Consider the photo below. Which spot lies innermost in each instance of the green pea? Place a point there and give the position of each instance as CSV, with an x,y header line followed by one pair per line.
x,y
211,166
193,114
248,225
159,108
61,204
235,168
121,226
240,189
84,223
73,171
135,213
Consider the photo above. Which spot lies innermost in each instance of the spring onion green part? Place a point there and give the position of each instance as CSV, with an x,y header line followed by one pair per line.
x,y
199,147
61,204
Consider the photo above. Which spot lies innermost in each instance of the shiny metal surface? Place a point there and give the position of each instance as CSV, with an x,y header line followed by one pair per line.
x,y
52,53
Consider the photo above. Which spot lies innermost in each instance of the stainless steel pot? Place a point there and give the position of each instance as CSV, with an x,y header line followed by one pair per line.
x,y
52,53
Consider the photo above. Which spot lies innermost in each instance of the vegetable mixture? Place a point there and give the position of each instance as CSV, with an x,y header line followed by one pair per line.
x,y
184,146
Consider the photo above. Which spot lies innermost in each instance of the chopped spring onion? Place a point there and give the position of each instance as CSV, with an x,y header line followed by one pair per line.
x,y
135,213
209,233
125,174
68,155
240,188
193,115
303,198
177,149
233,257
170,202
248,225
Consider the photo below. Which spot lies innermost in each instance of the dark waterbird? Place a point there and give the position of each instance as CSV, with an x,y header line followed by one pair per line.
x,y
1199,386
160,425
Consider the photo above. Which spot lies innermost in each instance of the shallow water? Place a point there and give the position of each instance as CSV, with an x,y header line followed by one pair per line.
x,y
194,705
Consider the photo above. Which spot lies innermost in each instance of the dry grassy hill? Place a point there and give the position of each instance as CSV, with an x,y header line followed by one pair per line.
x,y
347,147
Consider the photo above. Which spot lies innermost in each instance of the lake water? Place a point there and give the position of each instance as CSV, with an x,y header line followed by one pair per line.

——————————

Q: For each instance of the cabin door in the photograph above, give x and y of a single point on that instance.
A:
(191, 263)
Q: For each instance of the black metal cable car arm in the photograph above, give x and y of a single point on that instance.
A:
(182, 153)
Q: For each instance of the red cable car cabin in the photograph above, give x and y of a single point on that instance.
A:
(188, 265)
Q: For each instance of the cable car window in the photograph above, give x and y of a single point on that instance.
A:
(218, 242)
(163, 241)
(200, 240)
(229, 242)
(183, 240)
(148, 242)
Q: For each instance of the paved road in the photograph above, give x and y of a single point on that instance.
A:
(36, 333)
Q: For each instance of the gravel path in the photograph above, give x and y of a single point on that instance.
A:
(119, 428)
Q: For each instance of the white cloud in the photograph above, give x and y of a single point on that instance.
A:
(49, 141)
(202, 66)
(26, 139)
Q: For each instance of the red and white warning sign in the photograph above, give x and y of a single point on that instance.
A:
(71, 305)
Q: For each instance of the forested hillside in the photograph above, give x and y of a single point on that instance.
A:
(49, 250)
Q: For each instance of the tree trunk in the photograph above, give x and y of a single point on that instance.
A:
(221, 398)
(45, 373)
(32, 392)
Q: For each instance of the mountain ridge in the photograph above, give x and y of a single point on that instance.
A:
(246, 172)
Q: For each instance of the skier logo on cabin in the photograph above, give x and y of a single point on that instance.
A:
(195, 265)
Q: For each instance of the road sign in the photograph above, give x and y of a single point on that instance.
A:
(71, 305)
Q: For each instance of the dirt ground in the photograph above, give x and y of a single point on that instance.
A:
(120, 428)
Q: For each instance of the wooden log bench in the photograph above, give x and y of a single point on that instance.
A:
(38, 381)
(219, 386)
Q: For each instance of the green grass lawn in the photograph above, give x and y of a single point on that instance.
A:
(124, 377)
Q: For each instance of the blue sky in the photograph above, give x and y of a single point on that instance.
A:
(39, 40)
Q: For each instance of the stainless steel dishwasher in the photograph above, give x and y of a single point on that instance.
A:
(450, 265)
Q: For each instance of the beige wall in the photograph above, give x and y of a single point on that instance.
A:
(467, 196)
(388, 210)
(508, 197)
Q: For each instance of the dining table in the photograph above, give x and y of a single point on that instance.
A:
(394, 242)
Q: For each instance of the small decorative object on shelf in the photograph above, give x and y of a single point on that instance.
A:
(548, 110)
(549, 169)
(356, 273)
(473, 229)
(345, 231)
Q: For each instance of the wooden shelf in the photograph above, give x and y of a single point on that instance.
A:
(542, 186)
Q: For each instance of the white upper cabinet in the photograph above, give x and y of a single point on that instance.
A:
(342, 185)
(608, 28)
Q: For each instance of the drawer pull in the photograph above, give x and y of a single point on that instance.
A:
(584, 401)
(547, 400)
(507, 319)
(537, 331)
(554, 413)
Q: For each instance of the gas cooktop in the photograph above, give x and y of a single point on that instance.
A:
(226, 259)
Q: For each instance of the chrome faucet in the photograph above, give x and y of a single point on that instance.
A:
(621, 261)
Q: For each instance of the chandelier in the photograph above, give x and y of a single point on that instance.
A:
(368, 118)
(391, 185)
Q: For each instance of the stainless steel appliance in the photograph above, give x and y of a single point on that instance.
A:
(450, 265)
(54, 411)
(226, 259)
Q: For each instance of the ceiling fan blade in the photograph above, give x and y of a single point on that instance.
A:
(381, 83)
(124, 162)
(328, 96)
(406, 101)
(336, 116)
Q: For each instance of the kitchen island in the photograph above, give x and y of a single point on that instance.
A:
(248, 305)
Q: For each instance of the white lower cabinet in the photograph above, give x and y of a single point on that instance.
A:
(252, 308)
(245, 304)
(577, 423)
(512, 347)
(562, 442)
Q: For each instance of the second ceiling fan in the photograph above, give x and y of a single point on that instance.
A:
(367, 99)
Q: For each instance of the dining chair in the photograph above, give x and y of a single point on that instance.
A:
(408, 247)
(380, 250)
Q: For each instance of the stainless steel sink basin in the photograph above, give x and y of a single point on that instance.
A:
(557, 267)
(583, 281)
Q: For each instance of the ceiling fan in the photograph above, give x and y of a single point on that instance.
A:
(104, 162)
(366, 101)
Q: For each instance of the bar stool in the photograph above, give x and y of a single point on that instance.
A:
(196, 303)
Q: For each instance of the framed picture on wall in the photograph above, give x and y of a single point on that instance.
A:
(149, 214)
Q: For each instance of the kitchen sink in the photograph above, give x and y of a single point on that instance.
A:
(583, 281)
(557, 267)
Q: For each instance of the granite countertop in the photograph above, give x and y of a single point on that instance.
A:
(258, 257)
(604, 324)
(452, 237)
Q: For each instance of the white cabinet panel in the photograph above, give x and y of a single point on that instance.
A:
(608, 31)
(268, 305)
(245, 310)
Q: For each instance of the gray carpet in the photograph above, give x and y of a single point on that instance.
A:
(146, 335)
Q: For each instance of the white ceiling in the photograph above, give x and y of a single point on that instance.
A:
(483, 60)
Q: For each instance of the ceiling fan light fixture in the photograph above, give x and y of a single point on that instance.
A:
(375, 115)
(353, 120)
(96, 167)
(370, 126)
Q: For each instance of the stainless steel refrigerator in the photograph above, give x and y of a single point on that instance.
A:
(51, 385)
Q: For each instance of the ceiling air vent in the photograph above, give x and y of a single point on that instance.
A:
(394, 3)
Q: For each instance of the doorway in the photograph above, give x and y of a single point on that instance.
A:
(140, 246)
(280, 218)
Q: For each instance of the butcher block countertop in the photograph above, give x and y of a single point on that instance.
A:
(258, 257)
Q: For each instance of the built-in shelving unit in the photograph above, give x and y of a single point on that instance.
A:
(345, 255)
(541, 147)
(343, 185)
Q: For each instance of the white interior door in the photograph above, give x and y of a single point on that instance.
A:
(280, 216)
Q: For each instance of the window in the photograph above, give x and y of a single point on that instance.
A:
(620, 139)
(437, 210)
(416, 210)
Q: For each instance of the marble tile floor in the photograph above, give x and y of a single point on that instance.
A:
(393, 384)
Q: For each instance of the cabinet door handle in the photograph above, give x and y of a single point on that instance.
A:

——————————

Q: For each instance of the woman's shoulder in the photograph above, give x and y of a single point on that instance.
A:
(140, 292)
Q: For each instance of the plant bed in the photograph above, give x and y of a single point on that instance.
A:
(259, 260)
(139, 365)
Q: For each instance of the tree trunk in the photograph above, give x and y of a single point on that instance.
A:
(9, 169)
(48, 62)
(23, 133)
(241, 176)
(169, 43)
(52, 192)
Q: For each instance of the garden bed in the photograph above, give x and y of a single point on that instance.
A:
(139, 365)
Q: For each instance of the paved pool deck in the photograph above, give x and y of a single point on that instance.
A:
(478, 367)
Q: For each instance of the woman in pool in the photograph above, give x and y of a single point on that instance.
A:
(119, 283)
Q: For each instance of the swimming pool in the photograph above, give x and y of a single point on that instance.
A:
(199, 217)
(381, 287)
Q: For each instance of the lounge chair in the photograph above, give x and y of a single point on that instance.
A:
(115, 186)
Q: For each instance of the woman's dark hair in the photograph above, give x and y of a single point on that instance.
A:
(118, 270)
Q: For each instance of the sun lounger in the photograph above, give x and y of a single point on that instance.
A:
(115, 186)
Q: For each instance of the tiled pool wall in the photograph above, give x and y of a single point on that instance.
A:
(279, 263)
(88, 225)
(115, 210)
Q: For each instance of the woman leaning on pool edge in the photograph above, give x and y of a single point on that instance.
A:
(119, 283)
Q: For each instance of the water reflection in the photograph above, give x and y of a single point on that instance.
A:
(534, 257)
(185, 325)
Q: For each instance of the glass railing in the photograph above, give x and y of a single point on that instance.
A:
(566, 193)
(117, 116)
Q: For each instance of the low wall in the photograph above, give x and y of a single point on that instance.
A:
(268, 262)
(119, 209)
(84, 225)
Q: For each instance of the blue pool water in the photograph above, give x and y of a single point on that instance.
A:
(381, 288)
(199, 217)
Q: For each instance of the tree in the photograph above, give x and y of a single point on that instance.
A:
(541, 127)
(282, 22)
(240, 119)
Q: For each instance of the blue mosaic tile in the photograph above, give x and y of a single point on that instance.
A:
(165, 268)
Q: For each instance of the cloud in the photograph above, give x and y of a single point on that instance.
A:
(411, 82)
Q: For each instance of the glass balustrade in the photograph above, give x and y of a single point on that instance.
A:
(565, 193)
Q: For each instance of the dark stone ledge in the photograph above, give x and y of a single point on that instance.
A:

——————————

• [TASK TO COMPLETE]: For the string "sign", give the number of lines in the data that contain it, and only that number.

• [SOLVED PROBLEM]: 2